Directions for this task = List each line of the material that contains the string "young". Case counts, so uppercase and lowercase letters must match.

(Records from a dataset)
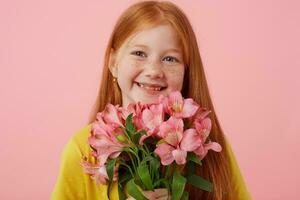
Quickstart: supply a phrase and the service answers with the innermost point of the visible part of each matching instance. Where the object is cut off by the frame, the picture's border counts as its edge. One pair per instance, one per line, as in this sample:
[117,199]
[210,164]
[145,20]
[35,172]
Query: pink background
[51,56]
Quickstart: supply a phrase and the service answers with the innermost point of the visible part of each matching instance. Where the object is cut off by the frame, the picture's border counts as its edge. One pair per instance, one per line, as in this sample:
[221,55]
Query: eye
[139,53]
[171,59]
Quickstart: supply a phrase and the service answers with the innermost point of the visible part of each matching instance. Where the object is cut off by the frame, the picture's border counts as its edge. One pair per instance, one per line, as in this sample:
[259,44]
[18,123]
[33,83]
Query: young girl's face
[148,64]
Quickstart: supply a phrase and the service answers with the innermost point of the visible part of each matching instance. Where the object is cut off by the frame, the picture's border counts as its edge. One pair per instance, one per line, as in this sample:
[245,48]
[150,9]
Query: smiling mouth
[150,87]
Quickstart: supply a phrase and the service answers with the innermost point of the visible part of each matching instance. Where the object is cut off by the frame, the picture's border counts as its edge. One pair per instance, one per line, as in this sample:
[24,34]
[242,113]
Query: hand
[157,194]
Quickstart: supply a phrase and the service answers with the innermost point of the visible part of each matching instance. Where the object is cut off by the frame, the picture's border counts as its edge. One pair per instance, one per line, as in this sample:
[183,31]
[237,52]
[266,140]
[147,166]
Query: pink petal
[173,135]
[112,115]
[179,156]
[101,176]
[213,146]
[164,151]
[190,107]
[190,140]
[200,151]
[203,128]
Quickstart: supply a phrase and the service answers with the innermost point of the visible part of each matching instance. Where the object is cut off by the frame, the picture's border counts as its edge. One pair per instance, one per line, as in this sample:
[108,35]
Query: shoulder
[239,185]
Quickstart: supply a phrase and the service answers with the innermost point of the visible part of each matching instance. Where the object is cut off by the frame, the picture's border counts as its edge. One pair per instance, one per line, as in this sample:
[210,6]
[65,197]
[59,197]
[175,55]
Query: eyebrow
[146,47]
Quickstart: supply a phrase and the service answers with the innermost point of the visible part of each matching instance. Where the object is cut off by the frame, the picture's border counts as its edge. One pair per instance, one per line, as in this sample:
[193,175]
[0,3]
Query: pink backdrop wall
[51,54]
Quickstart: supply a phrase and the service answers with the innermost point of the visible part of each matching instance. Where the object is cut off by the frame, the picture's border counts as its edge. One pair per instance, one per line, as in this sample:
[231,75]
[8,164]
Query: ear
[112,63]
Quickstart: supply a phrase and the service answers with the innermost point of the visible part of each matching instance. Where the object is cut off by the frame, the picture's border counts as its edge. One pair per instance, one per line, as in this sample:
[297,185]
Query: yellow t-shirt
[73,184]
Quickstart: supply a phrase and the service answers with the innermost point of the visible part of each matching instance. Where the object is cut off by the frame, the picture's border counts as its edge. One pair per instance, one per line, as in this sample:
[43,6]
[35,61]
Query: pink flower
[137,110]
[98,172]
[176,142]
[175,105]
[113,115]
[106,146]
[152,117]
[203,128]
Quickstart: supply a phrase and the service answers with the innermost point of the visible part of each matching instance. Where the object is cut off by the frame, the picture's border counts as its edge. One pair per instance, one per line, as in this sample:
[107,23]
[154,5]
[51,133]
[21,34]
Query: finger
[161,192]
[149,194]
[164,198]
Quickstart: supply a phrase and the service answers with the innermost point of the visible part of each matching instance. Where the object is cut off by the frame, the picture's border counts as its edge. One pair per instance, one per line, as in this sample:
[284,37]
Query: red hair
[147,14]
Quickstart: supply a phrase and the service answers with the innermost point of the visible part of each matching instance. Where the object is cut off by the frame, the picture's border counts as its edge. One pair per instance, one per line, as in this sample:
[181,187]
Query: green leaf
[121,193]
[144,174]
[193,157]
[178,184]
[110,169]
[129,125]
[125,177]
[185,196]
[137,136]
[191,167]
[154,168]
[134,191]
[200,182]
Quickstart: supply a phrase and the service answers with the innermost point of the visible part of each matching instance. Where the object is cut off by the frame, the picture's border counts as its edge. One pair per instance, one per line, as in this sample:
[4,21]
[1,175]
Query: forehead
[163,36]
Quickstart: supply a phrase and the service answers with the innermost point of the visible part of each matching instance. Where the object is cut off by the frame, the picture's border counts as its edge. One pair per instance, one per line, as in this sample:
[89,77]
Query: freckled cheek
[175,79]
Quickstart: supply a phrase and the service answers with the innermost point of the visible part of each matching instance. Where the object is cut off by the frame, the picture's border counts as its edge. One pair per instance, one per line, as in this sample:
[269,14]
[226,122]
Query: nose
[154,70]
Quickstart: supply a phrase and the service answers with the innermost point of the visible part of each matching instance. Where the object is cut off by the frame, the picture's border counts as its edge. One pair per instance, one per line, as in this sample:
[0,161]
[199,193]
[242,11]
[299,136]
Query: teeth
[149,88]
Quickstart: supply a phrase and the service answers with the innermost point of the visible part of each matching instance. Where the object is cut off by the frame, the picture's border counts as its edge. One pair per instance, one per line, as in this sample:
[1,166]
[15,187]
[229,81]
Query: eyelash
[138,53]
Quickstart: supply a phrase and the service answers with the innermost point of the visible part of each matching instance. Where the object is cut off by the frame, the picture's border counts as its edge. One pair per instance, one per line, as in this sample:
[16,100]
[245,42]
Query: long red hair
[147,14]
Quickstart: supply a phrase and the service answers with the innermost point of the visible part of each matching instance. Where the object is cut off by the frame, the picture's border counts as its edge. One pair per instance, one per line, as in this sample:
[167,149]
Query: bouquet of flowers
[149,146]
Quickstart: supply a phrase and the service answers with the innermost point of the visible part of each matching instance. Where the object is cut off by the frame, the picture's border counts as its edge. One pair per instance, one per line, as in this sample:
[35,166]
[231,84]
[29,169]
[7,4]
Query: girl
[152,51]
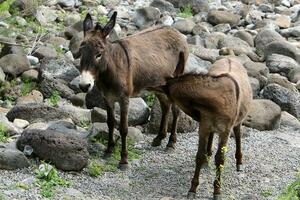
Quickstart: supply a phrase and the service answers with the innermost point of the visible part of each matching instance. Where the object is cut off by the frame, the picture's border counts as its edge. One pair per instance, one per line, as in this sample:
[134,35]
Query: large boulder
[288,101]
[36,113]
[12,159]
[14,64]
[220,17]
[269,119]
[185,123]
[59,69]
[66,152]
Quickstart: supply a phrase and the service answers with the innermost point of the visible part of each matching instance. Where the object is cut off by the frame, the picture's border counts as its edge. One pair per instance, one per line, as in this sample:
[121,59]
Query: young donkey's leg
[238,154]
[123,164]
[172,139]
[200,158]
[219,161]
[165,110]
[111,125]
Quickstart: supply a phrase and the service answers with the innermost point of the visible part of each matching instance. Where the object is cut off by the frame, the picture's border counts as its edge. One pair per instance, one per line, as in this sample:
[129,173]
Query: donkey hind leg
[111,125]
[165,110]
[219,161]
[172,139]
[238,154]
[200,159]
[123,164]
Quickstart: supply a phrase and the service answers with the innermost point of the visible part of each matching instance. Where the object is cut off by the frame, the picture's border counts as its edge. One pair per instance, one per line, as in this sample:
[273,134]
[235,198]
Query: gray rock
[269,119]
[289,120]
[14,64]
[48,85]
[36,113]
[196,65]
[184,25]
[287,100]
[294,75]
[59,69]
[138,112]
[147,16]
[281,64]
[220,17]
[45,52]
[66,152]
[185,123]
[163,6]
[12,159]
[34,96]
[244,35]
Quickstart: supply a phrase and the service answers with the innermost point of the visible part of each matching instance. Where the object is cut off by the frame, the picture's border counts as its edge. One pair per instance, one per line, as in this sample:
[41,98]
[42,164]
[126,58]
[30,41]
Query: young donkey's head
[92,48]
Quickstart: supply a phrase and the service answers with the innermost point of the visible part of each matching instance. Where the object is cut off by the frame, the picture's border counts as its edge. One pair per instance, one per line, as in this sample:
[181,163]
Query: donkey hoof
[191,195]
[156,142]
[123,166]
[239,168]
[217,197]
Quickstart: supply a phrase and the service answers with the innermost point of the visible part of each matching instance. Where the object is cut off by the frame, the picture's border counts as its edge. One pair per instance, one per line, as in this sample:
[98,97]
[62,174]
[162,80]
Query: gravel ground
[271,162]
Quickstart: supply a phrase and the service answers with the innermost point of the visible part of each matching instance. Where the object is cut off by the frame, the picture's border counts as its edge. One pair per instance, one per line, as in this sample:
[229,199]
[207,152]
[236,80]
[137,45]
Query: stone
[45,52]
[34,96]
[184,25]
[282,81]
[289,120]
[36,113]
[196,65]
[244,35]
[287,100]
[14,64]
[31,74]
[294,75]
[59,69]
[138,111]
[66,152]
[220,17]
[281,64]
[21,123]
[163,6]
[146,16]
[49,85]
[185,123]
[269,119]
[283,21]
[12,159]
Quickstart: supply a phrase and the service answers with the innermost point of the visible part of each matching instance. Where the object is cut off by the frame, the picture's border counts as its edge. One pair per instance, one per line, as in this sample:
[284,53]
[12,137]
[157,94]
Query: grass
[186,12]
[48,179]
[3,133]
[292,192]
[54,98]
[150,100]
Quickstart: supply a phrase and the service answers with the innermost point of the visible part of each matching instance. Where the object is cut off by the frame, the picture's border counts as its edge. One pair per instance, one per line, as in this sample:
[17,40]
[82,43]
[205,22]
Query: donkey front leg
[111,126]
[123,164]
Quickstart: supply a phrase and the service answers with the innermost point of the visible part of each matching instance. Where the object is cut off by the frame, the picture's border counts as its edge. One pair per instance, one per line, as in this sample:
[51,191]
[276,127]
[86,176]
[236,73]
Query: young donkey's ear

Task result =
Query: young girl's face
Query: young donkey's leg
Query: young donkey's head
Query: young donkey's ear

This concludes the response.